Required task: Copy the lines of the listing that begin at the line containing "Can you find the blue sky?" and stop after the line containing "[[185, 123]]", keeping the requests, and raise every coordinate in the answers by 128.

[Point annotations for photos]
######

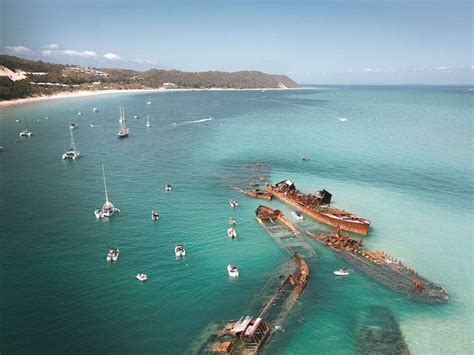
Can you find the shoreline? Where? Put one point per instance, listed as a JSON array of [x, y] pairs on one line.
[[84, 93]]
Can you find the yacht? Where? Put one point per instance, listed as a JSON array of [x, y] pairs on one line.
[[142, 277], [73, 153], [231, 233], [179, 250], [232, 270], [123, 130], [108, 208], [112, 255]]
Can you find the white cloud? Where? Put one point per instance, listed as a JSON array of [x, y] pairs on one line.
[[17, 49], [112, 56], [51, 46]]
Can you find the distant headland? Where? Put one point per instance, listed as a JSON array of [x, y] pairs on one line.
[[23, 78]]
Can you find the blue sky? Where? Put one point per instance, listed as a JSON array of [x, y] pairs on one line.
[[327, 42]]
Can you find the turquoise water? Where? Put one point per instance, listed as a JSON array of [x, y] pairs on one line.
[[401, 157]]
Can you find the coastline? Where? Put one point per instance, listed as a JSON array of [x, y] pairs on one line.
[[83, 93]]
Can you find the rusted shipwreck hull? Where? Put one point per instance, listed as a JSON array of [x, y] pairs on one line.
[[266, 213], [317, 207], [383, 268], [248, 334], [257, 194]]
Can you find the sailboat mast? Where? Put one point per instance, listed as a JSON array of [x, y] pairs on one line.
[[105, 184]]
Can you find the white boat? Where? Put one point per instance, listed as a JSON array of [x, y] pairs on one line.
[[298, 216], [341, 272], [147, 124], [123, 130], [179, 250], [108, 208], [26, 133], [73, 153], [142, 277], [231, 232], [232, 270], [113, 254]]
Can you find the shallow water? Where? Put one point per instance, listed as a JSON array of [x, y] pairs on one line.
[[401, 157]]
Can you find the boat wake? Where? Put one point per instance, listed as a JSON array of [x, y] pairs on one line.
[[185, 123]]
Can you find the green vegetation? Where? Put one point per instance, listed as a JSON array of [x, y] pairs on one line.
[[72, 78]]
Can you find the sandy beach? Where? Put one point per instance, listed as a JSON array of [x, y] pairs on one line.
[[63, 95]]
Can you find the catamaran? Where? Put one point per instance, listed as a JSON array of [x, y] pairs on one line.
[[73, 153], [108, 208], [123, 130], [148, 124]]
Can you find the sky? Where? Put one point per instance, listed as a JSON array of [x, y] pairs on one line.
[[312, 42]]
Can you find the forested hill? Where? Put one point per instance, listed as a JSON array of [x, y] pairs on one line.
[[25, 78]]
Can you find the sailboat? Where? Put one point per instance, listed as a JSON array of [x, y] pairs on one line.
[[73, 153], [123, 130], [108, 208], [148, 124]]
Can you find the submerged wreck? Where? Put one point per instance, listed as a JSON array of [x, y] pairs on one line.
[[377, 332], [248, 334], [383, 268], [318, 207]]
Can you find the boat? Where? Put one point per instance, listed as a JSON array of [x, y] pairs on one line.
[[318, 206], [232, 270], [108, 208], [179, 250], [142, 277], [231, 232], [113, 254], [298, 216], [123, 130], [73, 153], [26, 132], [341, 272], [147, 124]]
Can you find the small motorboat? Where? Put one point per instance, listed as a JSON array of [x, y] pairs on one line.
[[179, 250], [26, 133], [232, 270], [142, 277], [231, 232], [341, 272], [298, 216], [113, 254]]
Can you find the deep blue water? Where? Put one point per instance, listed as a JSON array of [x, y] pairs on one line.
[[400, 156]]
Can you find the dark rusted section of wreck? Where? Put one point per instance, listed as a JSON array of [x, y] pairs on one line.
[[248, 334], [383, 268], [317, 206]]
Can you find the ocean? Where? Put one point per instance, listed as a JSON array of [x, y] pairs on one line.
[[400, 156]]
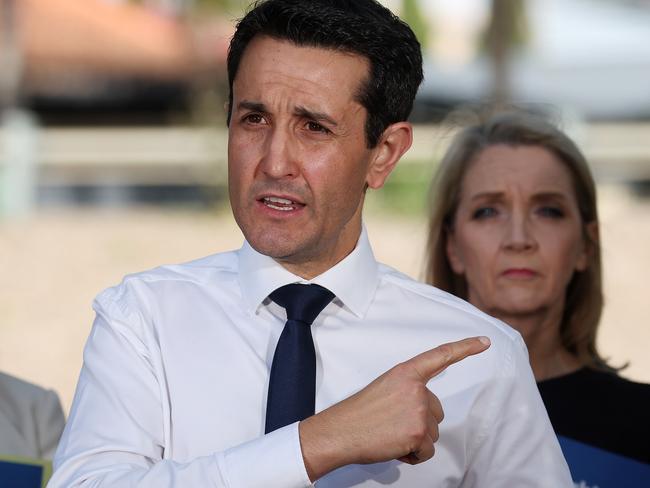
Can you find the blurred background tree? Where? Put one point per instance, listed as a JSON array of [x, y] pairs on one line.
[[412, 15]]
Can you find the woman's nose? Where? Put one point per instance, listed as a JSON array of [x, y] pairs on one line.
[[518, 234]]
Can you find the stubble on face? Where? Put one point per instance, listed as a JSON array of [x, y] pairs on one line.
[[297, 135]]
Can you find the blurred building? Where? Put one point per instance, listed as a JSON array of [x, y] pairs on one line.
[[99, 61]]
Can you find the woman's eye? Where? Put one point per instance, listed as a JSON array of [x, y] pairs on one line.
[[552, 212], [316, 127], [483, 213]]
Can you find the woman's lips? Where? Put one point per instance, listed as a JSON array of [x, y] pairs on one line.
[[519, 273]]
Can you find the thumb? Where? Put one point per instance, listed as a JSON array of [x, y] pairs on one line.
[[434, 361]]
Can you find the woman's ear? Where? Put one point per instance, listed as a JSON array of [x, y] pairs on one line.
[[394, 142], [453, 255], [589, 242]]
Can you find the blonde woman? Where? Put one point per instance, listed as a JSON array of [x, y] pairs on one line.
[[514, 230]]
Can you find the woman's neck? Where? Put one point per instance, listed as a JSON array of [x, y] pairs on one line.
[[541, 332]]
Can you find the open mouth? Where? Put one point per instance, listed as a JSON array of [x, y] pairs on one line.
[[281, 204]]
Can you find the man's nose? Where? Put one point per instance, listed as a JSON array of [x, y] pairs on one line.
[[279, 158], [519, 235]]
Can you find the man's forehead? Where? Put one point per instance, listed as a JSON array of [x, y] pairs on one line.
[[273, 52], [305, 77]]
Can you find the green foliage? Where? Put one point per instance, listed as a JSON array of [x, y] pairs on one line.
[[406, 190], [412, 16]]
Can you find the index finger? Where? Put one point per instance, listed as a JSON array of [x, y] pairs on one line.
[[434, 361]]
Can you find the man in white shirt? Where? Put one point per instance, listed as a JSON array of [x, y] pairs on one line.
[[173, 391]]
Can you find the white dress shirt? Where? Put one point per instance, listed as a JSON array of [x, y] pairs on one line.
[[175, 375]]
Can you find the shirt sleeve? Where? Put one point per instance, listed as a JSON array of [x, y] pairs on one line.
[[50, 421], [118, 433], [516, 445]]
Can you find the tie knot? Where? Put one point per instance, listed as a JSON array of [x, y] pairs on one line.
[[302, 302]]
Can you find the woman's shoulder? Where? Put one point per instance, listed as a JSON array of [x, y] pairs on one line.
[[601, 409]]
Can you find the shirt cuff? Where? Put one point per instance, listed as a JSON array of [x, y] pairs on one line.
[[272, 461]]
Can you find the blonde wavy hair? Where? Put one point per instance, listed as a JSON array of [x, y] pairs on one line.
[[584, 297]]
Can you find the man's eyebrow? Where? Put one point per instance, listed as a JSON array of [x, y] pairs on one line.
[[254, 106], [317, 116]]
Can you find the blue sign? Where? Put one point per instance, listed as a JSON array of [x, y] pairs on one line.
[[20, 475]]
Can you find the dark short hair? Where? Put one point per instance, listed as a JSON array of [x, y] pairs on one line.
[[361, 27]]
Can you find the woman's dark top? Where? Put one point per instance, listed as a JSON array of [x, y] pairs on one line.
[[602, 410]]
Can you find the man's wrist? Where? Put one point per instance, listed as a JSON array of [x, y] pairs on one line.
[[321, 447]]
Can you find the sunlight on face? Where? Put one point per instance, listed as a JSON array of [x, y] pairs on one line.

######

Output of the exercise:
Can you find the blue sky? Where? Put one point per instance, listed as a JSON array of [x, y] pairs on one line.
[[455, 170]]
Can you find the turquoise water? Where? Put one point per instance, listed as a JSON array of [x, y] pairs on one line.
[[529, 285]]
Can you find the coastline? Where? Put one point per instance, listed as a JSON array of [x, y] pairs on one line.
[[211, 221]]
Can you find the rusted shipwreck hull? Where? Put one point per instance, listed as a JSON array of [x, y] pairs on one line.
[[394, 341], [445, 335], [511, 396], [376, 462], [385, 322]]
Can you find the sailboat mast? Where? Put one point per instance, listed as a JSON array of [x, y] pairs on one line.
[[233, 312]]
Can you find the white boat? Where? Put one point per instance, listed as a JSON array of [x, y] pairs on one line.
[[426, 344], [469, 400], [275, 252], [251, 258], [307, 378], [236, 336], [154, 261], [201, 281], [270, 405], [359, 360], [360, 398], [241, 382]]
Can you find the shallow water? Where? Put one point per instance, listed as a JSON array of [x, y] pairs on one line.
[[529, 285]]
Can you find the boat wake? Where? Put one point per instance, listed as a JSON array of [x, y] pairs on one line.
[[313, 251]]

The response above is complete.